(EXERCISE INSTRUCTIONS) Show every line in the material below that contains the string "operator".

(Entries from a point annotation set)
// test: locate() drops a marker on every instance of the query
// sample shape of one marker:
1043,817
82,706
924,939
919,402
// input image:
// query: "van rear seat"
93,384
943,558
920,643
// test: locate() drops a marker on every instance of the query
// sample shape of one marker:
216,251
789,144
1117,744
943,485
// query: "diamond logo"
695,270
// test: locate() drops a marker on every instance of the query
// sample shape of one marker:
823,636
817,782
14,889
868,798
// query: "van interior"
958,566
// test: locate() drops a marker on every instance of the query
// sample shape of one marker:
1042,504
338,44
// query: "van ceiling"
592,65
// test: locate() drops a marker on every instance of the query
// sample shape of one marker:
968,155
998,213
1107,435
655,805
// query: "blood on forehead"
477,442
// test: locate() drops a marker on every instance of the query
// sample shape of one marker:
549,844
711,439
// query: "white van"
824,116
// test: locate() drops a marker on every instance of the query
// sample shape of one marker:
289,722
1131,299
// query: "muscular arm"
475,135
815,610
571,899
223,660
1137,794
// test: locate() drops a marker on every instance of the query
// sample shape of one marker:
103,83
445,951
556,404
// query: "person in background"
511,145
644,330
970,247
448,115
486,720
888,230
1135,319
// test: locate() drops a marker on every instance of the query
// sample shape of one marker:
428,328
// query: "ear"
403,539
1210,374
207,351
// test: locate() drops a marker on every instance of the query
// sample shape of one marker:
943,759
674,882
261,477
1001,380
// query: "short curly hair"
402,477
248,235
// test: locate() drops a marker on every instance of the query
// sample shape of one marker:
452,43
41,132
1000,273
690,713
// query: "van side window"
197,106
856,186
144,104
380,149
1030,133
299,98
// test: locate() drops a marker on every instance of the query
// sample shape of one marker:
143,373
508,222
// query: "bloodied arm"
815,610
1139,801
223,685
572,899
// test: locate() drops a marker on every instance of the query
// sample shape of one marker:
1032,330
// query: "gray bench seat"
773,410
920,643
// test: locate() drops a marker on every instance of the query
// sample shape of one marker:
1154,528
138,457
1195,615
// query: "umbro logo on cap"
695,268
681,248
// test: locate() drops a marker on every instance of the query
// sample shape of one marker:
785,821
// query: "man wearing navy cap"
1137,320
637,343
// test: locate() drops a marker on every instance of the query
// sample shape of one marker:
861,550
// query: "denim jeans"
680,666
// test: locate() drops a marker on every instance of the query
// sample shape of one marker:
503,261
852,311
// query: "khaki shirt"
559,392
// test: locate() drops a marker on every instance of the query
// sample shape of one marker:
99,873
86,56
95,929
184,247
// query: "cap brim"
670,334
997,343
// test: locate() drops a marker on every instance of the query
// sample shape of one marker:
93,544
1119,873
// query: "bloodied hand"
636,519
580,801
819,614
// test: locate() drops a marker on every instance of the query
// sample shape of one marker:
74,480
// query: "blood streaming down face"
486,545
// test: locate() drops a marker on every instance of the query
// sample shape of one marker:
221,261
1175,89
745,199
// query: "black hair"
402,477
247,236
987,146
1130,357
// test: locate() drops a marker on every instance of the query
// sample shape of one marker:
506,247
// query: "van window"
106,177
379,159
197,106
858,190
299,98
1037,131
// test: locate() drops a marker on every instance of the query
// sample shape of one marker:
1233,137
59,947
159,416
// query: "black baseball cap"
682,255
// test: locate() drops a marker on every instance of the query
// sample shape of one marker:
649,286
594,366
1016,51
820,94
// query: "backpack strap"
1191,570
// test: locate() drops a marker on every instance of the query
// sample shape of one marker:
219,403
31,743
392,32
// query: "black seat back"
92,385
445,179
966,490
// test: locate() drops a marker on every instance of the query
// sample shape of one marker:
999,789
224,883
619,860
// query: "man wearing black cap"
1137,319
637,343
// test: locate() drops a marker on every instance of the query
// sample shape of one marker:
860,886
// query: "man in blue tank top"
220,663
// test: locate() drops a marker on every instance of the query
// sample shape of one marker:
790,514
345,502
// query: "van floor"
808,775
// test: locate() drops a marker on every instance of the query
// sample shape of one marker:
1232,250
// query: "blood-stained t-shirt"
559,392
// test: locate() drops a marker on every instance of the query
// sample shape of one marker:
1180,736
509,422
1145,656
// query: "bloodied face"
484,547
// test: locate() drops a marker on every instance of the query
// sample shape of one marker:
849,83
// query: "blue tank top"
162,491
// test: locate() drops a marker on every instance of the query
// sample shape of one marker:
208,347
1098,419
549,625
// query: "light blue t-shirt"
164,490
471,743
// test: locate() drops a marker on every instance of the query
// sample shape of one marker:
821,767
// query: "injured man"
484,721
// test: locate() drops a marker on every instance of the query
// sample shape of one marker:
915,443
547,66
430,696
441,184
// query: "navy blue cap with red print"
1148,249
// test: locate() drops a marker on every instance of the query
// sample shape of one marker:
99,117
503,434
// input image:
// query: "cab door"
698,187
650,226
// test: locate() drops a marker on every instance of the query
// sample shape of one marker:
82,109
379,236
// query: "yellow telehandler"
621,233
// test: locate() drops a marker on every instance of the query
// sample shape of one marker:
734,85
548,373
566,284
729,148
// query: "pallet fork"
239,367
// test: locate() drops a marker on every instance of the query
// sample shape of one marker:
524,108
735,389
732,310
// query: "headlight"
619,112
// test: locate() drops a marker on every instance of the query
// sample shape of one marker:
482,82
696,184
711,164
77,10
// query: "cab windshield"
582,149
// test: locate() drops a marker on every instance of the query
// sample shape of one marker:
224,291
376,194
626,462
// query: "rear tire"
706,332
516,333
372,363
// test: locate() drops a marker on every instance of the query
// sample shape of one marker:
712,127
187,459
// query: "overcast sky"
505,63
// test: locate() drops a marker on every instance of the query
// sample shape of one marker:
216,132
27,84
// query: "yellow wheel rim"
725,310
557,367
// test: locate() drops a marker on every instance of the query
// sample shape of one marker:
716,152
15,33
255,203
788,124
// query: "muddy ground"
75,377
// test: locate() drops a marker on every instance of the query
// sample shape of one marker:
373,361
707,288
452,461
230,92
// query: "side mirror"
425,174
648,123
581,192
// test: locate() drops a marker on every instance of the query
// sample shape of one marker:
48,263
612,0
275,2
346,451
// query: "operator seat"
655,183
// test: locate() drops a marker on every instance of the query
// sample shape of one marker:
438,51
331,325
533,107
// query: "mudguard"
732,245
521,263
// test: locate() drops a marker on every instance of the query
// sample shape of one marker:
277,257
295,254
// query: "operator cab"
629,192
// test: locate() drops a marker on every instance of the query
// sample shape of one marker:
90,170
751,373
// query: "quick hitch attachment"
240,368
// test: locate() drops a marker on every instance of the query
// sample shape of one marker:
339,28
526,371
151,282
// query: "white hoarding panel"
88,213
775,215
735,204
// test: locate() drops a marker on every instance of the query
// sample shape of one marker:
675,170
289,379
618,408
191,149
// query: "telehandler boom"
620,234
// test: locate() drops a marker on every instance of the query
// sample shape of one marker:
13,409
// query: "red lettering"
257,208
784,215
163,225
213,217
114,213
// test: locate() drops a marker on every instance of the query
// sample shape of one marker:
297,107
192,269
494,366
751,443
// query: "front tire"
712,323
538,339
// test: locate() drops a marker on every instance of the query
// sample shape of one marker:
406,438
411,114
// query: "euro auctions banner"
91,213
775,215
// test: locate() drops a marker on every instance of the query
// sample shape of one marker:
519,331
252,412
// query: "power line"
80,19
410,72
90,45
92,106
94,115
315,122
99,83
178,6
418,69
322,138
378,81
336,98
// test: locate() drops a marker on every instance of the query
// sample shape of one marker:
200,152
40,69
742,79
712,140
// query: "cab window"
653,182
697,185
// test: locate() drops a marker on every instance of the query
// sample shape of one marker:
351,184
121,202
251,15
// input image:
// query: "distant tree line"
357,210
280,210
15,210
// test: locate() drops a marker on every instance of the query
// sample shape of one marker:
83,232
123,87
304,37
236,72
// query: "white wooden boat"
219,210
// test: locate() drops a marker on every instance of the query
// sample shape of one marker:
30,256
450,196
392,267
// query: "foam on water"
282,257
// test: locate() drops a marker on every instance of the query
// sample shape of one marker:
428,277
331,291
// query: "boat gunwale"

(WRITTEN SOLUTION)
// query: "operator seat"
// query: "operator cab"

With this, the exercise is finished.